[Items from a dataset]
┄┄┄┄┄┄┄┄┄┄

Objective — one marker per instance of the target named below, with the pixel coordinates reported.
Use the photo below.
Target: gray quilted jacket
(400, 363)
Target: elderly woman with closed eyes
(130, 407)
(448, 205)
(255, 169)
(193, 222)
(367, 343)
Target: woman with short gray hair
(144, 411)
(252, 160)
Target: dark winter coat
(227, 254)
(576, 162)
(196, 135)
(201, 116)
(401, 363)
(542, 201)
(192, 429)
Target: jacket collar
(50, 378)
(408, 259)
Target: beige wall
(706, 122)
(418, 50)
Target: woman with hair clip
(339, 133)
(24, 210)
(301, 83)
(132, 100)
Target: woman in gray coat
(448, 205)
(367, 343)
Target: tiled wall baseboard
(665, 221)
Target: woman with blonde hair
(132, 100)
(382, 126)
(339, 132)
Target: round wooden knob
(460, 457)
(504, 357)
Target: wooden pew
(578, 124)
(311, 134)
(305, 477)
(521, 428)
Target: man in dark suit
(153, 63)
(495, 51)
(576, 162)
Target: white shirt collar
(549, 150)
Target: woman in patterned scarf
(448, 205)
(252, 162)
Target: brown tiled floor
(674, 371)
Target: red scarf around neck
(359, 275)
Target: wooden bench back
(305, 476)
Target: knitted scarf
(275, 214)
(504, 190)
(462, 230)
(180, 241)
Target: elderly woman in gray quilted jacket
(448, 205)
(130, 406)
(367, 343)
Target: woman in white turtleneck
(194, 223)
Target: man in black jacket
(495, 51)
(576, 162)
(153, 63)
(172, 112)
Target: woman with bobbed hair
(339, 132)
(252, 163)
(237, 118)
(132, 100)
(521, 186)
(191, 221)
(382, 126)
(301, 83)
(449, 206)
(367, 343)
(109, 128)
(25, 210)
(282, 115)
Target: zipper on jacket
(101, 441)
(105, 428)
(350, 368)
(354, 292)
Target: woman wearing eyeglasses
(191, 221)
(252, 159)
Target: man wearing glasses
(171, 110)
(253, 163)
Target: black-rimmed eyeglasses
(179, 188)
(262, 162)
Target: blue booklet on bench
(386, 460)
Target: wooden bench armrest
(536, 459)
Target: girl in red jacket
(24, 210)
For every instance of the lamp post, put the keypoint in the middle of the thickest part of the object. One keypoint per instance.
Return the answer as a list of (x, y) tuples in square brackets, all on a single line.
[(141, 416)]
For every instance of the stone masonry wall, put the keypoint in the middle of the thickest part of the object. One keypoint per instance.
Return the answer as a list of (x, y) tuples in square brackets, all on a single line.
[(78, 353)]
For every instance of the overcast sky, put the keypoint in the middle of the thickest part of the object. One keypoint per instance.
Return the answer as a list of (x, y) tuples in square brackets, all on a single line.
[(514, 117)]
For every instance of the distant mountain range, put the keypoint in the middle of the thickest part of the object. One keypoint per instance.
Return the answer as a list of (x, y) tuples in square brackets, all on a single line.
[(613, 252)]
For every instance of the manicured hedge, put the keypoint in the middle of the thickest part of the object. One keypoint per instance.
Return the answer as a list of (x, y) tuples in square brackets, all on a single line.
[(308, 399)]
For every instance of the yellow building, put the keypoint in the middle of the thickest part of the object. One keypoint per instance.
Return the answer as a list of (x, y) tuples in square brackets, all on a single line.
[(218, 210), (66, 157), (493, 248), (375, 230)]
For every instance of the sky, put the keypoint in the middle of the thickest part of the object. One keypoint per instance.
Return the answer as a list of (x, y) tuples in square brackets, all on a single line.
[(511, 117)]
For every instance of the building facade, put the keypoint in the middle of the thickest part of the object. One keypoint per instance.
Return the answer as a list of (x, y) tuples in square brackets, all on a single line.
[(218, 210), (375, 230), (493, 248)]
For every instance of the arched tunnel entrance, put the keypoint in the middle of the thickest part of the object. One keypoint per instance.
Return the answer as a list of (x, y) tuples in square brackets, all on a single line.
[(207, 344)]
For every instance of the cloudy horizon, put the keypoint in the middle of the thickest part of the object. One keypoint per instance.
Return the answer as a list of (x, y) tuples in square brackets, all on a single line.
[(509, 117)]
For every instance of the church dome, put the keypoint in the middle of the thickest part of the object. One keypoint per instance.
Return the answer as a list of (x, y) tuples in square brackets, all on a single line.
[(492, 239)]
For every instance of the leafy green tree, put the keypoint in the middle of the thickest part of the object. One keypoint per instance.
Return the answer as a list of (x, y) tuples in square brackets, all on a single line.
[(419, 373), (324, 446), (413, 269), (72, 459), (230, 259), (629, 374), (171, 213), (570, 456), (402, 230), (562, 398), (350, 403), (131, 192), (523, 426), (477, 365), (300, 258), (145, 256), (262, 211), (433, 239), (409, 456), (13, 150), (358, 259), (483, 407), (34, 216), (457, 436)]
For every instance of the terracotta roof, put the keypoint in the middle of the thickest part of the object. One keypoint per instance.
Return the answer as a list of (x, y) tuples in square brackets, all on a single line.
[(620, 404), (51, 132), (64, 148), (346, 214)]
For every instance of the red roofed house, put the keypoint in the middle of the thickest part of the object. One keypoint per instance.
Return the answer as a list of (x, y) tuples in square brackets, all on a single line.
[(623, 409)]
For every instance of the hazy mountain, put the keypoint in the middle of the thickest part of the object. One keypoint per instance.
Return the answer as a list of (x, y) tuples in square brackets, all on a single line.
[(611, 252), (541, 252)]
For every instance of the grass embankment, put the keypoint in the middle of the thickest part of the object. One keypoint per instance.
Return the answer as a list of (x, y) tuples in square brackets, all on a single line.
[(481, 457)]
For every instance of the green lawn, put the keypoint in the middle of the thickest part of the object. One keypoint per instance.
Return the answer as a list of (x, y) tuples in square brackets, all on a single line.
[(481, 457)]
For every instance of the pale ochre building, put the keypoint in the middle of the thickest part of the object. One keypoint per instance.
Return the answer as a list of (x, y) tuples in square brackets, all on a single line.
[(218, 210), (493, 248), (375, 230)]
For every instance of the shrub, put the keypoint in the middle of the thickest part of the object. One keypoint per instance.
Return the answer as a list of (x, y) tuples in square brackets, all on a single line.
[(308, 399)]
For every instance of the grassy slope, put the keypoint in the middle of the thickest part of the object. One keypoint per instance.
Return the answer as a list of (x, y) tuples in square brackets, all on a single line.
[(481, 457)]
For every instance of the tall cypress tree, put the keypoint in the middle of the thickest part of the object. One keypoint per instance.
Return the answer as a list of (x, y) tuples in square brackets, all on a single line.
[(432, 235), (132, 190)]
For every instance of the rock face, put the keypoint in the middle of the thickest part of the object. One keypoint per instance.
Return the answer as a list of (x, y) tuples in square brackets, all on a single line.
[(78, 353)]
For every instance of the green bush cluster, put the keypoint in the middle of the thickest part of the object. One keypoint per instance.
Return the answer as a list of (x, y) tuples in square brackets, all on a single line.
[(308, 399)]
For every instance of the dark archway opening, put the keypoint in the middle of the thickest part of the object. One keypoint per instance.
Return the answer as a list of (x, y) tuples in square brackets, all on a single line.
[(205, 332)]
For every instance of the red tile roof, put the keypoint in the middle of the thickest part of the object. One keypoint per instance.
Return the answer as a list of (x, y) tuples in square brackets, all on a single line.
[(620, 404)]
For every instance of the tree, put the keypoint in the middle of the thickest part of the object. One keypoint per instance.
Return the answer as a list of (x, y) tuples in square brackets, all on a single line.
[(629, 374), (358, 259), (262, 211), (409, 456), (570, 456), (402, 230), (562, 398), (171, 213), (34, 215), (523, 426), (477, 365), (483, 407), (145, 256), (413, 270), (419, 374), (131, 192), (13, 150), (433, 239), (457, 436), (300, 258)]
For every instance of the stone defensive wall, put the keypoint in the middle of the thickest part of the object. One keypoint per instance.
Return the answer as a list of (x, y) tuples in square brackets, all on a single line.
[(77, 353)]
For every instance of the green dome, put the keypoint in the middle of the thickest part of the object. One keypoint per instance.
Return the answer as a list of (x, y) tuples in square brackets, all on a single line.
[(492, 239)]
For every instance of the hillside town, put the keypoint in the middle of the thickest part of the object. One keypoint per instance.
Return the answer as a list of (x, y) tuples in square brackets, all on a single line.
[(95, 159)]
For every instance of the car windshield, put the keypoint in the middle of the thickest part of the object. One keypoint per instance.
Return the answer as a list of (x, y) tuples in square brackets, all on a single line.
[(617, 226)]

┄┄┄┄┄┄┄┄┄┄

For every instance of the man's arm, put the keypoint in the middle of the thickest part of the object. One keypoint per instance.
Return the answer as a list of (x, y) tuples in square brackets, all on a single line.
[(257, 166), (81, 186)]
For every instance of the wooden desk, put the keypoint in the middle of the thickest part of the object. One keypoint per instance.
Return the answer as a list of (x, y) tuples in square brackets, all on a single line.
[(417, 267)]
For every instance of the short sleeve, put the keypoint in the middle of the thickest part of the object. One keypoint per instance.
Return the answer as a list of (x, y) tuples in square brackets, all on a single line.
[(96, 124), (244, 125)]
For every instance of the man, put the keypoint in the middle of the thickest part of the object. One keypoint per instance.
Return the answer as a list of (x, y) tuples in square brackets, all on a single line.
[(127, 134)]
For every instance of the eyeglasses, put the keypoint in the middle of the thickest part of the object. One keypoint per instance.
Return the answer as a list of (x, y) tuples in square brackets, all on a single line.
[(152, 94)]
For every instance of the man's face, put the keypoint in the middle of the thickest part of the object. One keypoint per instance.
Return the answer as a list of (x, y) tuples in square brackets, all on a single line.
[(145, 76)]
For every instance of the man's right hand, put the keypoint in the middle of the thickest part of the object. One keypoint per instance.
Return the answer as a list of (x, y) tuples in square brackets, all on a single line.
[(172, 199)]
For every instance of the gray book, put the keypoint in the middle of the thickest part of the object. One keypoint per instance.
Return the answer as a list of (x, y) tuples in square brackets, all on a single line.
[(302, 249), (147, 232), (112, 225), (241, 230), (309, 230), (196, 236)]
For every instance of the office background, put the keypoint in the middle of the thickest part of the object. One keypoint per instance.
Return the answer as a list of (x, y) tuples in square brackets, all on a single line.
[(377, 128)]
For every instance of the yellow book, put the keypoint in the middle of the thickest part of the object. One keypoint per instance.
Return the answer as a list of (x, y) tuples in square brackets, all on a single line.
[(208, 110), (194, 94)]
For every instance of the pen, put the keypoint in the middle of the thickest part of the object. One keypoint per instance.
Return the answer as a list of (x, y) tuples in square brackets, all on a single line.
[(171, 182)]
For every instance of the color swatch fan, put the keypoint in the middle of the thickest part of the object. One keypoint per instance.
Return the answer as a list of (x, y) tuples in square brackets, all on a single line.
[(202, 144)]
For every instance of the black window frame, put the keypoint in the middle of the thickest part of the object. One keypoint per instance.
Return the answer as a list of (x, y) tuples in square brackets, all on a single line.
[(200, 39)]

┄┄┄┄┄┄┄┄┄┄

Exercise requirements: Rewrite every line of the listing, starting at the line that has "For every instance of the leafy" and stopping after the line that has "216), (457, 436)]". Add -102 to each coordinate in the answers.

Output below:
For every instance of the leafy green tree, put the keypoint in the middle of the thickest part of the object. One keypoint per instance.
Return the answer as a list of (x, y) tuples in square brackets, all on a single line.
[(317, 271), (222, 344), (311, 167), (-30, 357), (128, 157), (527, 272), (69, 111), (468, 354), (300, 128), (460, 296), (248, 301), (29, 90), (421, 324), (375, 263), (198, 156), (43, 154), (160, 109), (331, 137), (307, 354), (-89, 48), (256, 157), (381, 305), (-68, 114), (355, 334)]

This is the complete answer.